Region segmentation data
+ + +

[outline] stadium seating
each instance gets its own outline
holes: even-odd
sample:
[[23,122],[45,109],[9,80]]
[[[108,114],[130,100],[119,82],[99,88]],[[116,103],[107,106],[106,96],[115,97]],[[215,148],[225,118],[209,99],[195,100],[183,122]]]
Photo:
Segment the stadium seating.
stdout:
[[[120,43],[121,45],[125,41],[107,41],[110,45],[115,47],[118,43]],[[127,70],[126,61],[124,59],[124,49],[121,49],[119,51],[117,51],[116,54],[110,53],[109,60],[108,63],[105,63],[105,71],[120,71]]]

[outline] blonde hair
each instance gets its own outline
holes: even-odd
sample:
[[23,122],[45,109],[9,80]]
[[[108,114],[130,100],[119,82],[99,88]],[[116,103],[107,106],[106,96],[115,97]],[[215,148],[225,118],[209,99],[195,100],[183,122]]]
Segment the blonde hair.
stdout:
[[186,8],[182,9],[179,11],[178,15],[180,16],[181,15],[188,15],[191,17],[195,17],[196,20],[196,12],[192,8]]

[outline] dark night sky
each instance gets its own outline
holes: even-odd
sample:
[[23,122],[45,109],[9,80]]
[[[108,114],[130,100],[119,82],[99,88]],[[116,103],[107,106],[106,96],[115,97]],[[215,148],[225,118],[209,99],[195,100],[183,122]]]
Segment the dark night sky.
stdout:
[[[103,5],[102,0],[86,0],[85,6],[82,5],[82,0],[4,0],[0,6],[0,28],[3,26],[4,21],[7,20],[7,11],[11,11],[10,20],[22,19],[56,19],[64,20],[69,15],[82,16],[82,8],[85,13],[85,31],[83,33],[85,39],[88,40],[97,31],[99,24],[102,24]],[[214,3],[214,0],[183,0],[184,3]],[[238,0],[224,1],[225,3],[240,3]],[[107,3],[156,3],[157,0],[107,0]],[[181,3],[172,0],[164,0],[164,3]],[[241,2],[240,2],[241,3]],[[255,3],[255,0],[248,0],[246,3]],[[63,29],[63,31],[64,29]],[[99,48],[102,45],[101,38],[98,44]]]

+ + +

# STATED TASK
Print all of the material above verbatim, with no line altered, added, or left out.

# EXPECTED OUTPUT
[outline] stadium seating
each instance gets its own outline
holes: even-odd
sample:
[[23,122],[45,109],[9,80]]
[[[108,114],[130,100],[119,82],[99,88]],[[116,103],[107,106],[106,96],[115,97]],[[215,148],[225,118],[209,99],[195,100],[183,122]]]
Photo:
Segment the stadium seating.
stdout:
[[[120,43],[121,45],[125,41],[107,41],[110,45],[115,47],[118,43]],[[127,70],[126,61],[124,59],[124,49],[121,49],[119,51],[117,51],[116,54],[110,53],[109,60],[108,63],[105,63],[105,71],[120,71]]]

[outline] blonde hair
each instance gets its own outline
holes: even-odd
sample:
[[23,122],[45,109],[9,80]]
[[[108,114],[130,100],[119,82],[99,88]],[[116,103],[107,106],[106,96],[115,97]],[[215,148],[225,118],[209,99],[195,100],[183,122]]]
Segment the blonde hair.
stdout:
[[186,8],[182,9],[179,11],[178,15],[180,16],[181,15],[188,15],[191,17],[195,17],[196,20],[196,12],[192,8]]

[outline] dark night sky
each instance gets its own outline
holes: even-odd
sample:
[[23,122],[45,109],[9,80]]
[[[108,114],[130,100],[119,82],[99,88]],[[116,103],[107,106],[106,96],[115,97]],[[215,148],[225,118],[209,99],[195,100],[183,122]]]
Segment the dark night sky.
stdout:
[[[103,5],[102,0],[86,0],[85,6],[82,5],[82,0],[4,0],[0,6],[0,28],[3,26],[4,21],[7,20],[7,11],[11,11],[10,20],[22,19],[56,19],[64,20],[69,15],[82,16],[82,8],[85,13],[85,31],[83,33],[85,39],[88,40],[97,31],[99,24],[102,24]],[[214,3],[214,0],[183,0],[184,3]],[[238,0],[224,1],[225,3],[240,3]],[[107,3],[156,3],[157,0],[107,0]],[[181,3],[172,0],[164,0],[164,3]],[[241,2],[240,2],[241,3]],[[255,3],[255,0],[248,0],[246,3]],[[63,29],[63,31],[64,29]],[[99,48],[102,45],[101,38],[98,44]]]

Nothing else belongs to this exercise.